記述問題 1 =>
東北銀行の事例紹介文では、「とうぎん型人材」の基幹とされる3つの能力は何か。
記述問題 2 =>
東北銀行の事例紹介文のうち、「地方銀行を取り巻く経営環境は」と「(部署・役職はインタビュー当時)」の間を、両端も含めて書き写せ。
記述問題 3 =>
東北銀行の事例紹介文を、途切れたところから書き継げ。

女性リーダーのキャリア形成を後押しする「とうぎん型人材」の育成プログラム

東北銀行様は、岩手県民の要望に応える形で、岩手県商工会議所連合会が中心となり、地元企業のための銀行として1950年に設立された「戦後第一号の地方銀行」です。
設立からの強みである中小事業者への支援を一層深め、地域密着型の銀行として創業精神を忘れず、働く人々と経済を支え続けています。

※企業名、担当者肩書き、プログラム名はインタビュー実施時点のものです。

女性行員が管理監督職としてさらに活躍し、後輩の育成にもつながるよう、キャリアアップ支援のための研修プログラムを企画。

この研修を通して、女性行員が自身のキャリアを描き、目標達成に向けて進んでいけるようサポートする。


課題

・女性行員のキャリア支援不足

・人事制度上の制約によるキャリアパスの限界

・研修設計への不安


成果

・女性行員のキャリア意識の向上

・後輩指導への意欲の高まり

・組織全体での取り組み意識の向上



地方銀行を取り巻く経営環境は、人口減少に伴う市場の縮小や金融ビジネスのデジタルシフト、非金融業界からの参入など、さまざまな課題に直面しています。このような変化に適応し、持続的な成長を実現するためには、優秀な人材の育成と確保が不可欠です。


東北銀行様は、意思疎通・課題解決・挑戦の3つの能力を基幹とした「とうぎん型人材」育成のための研修体系を構築し、各階層別、業務別研修に取り組まれています。

本インタビューでは、人事部 部長・三浦克之様、副調査役・渡辺恵昌様、副調査役・松本弘から、弊社がご一緒している女性向けキャリア研修を中心に、人材育成のお取り組みについてうかがいました。

(部署・役職はインタビュー当時)

提供リスト =>
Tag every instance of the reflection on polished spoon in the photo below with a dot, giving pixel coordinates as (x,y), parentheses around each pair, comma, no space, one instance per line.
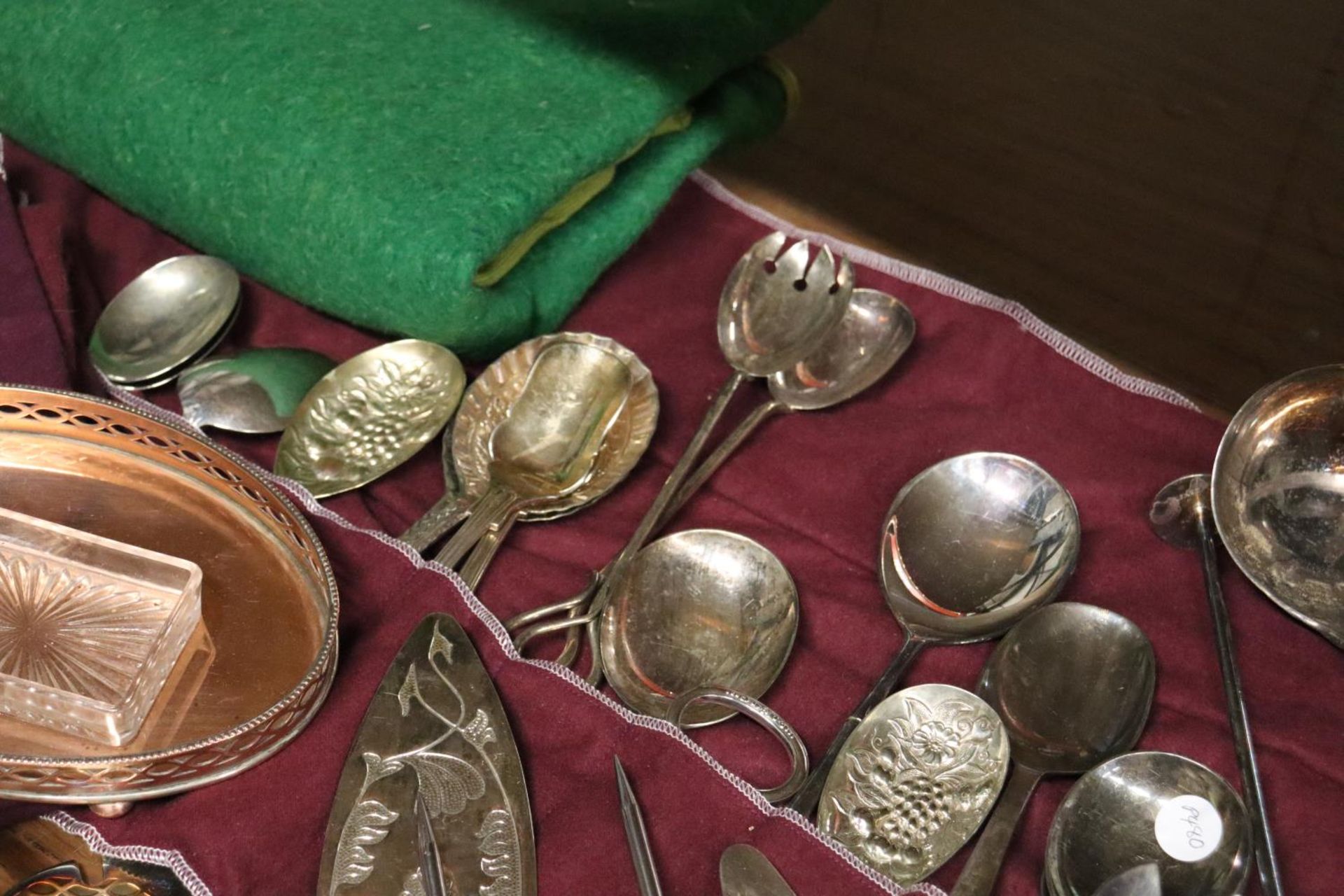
(1073,684)
(969,547)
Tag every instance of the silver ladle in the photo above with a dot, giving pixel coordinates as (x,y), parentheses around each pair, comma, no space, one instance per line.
(1156,809)
(1180,516)
(701,625)
(969,547)
(1073,684)
(774,311)
(875,331)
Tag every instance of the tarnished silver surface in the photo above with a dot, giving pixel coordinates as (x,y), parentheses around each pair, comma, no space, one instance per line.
(743,871)
(1073,685)
(370,415)
(636,834)
(774,309)
(436,731)
(255,391)
(1128,811)
(164,318)
(550,440)
(874,333)
(1180,516)
(916,780)
(698,608)
(1278,495)
(971,546)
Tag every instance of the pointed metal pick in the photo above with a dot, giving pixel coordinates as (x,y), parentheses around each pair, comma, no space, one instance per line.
(1142,880)
(435,732)
(743,871)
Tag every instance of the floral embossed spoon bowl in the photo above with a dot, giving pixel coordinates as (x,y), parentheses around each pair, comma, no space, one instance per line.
(916,780)
(370,415)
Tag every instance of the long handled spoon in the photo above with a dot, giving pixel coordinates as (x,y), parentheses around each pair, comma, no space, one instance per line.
(875,331)
(1180,516)
(969,547)
(1073,684)
(774,311)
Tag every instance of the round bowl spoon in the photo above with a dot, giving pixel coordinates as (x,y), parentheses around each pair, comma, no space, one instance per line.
(1180,516)
(163,320)
(969,547)
(699,609)
(774,309)
(1073,684)
(1278,495)
(255,391)
(1152,809)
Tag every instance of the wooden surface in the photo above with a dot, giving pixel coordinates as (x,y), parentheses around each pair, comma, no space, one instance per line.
(1163,182)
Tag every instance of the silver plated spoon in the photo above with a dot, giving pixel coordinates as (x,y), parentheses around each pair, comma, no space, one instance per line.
(1152,809)
(701,610)
(370,415)
(254,391)
(549,444)
(1180,516)
(916,780)
(969,547)
(171,315)
(1073,684)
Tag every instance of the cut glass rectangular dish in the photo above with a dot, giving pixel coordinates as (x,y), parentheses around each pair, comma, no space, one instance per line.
(89,628)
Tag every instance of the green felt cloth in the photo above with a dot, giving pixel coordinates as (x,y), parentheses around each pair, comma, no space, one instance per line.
(369,158)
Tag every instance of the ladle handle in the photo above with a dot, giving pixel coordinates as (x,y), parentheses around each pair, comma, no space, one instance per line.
(809,796)
(480,558)
(981,869)
(764,716)
(1266,862)
(435,524)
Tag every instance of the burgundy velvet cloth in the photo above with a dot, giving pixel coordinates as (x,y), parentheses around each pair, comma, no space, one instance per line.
(811,486)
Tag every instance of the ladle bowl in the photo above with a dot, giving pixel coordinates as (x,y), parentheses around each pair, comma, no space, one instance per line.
(164,318)
(971,546)
(1149,808)
(1278,495)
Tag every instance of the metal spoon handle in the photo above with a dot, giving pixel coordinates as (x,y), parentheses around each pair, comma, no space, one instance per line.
(484,551)
(809,796)
(1266,862)
(435,524)
(496,505)
(981,869)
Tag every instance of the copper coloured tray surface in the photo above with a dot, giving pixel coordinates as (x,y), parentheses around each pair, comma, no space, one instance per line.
(258,666)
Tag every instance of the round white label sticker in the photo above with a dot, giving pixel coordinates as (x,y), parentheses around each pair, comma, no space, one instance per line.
(1189,828)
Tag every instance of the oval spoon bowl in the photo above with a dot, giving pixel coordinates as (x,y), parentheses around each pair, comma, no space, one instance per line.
(1278,495)
(164,318)
(370,415)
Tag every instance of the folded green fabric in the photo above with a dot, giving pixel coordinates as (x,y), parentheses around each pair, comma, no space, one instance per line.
(379,162)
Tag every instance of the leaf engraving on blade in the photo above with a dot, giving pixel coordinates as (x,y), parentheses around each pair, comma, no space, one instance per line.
(480,731)
(409,691)
(445,782)
(366,825)
(500,850)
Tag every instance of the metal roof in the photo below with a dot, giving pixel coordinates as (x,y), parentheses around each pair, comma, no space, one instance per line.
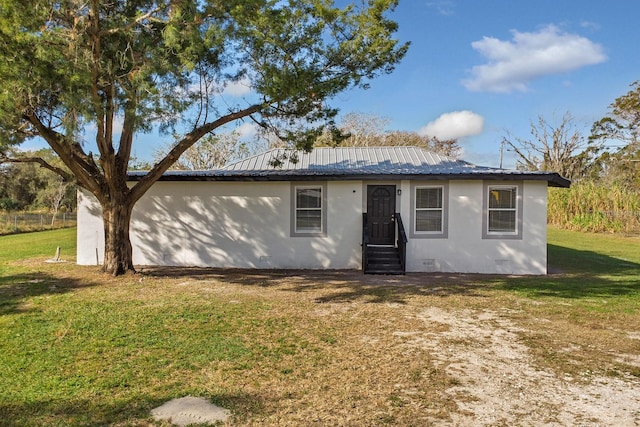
(355,163)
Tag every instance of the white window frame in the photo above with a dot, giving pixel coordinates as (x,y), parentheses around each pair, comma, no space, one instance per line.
(295,231)
(517,209)
(444,210)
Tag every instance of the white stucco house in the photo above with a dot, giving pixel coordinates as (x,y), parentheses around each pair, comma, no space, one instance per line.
(380,210)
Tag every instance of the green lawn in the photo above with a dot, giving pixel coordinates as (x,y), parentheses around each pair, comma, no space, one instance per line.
(81,348)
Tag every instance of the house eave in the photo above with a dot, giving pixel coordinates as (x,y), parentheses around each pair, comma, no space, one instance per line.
(553,179)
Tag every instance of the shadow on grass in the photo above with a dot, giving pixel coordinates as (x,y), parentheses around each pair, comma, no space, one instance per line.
(14,289)
(340,285)
(576,274)
(97,412)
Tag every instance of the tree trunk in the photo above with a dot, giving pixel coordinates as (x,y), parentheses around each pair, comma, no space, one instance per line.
(118,254)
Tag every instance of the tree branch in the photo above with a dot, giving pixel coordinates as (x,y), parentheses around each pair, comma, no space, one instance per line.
(187,141)
(66,176)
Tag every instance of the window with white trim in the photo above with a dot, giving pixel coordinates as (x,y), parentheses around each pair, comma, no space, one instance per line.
(429,210)
(308,210)
(502,210)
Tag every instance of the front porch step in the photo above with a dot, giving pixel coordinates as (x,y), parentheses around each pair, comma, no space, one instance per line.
(383,260)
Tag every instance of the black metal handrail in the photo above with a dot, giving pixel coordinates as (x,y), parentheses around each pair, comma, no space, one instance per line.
(365,241)
(402,242)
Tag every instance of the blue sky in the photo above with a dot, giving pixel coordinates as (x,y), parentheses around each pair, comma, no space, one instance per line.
(479,69)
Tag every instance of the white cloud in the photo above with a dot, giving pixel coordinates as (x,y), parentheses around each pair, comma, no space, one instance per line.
(238,88)
(443,7)
(454,125)
(511,65)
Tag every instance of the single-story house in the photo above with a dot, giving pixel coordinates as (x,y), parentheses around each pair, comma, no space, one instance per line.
(377,209)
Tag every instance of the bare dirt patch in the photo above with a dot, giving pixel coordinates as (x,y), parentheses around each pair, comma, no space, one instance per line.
(427,350)
(499,384)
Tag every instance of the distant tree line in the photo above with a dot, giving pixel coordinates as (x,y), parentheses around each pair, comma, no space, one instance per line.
(604,166)
(27,186)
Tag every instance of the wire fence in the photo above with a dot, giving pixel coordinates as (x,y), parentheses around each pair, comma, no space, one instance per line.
(14,222)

最終解答 1 =>
意思疎通、課題解決、挑戦の3つ。

最終解答 2 =>
地方銀行を取り巻く経営環境は、人口減少に伴う市場の縮小や金融ビジネスのデジタルシフト、非金融業界からの参入など、さまざまな課題に直面しています。このような変化に適応し、持続的な成長を実現するためには、優秀な人材の育成と確保が不可欠です。


東北銀行様は、意思疎通・課題解決・挑戦の3つの能力を基幹とした「とうぎん型人材」育成のための研修体系を構築し、各階層別、業務別研修に取り組まれています。

本インタビューでは、人事部 部長・三浦克之様、副調査役・渡辺恵昌様、副調査役・松本弘から、弊社がご一緒している女性向けキャリア研修を中心に、人材育成のお取り組みについてうかがいました。

(部署・役職はインタビュー当時)

最終解答 3 =>
 目 次 


【導入の課題・背景】人事制度の制約を乗り越え、女性行員の活躍を支える基盤をつくる

【研修実施にあたって】女性行員の前向きなキャリア形成をサポートする研修設計

【研修を実施しての所感】組織の未来を担うプロ意識の醸成

【アイデンティティー・パートナーズに感じる価値】信頼を築き研修を成功へ導いた対話の力

【今後の取り組み】一人ひとりの可能性を最大限活かせる職場改革へ



導入の課題・背景

人事制度の制約を乗り越え、女性行員の活躍を支える基盤をつくる


――はじめに、御行の人材育成やモチベーション向上で注力していることを教えてください。


三浦様:

2022年度からの第一次中期経営計画において、「とうぎん型人材」の育成を掲げ、モチベーションやエンゲージメント向上も含めた人材育成に力を入れています。これは、単なるスキルアップだけでなく、地域社会に貢献できる人材を育成することを目指すものです。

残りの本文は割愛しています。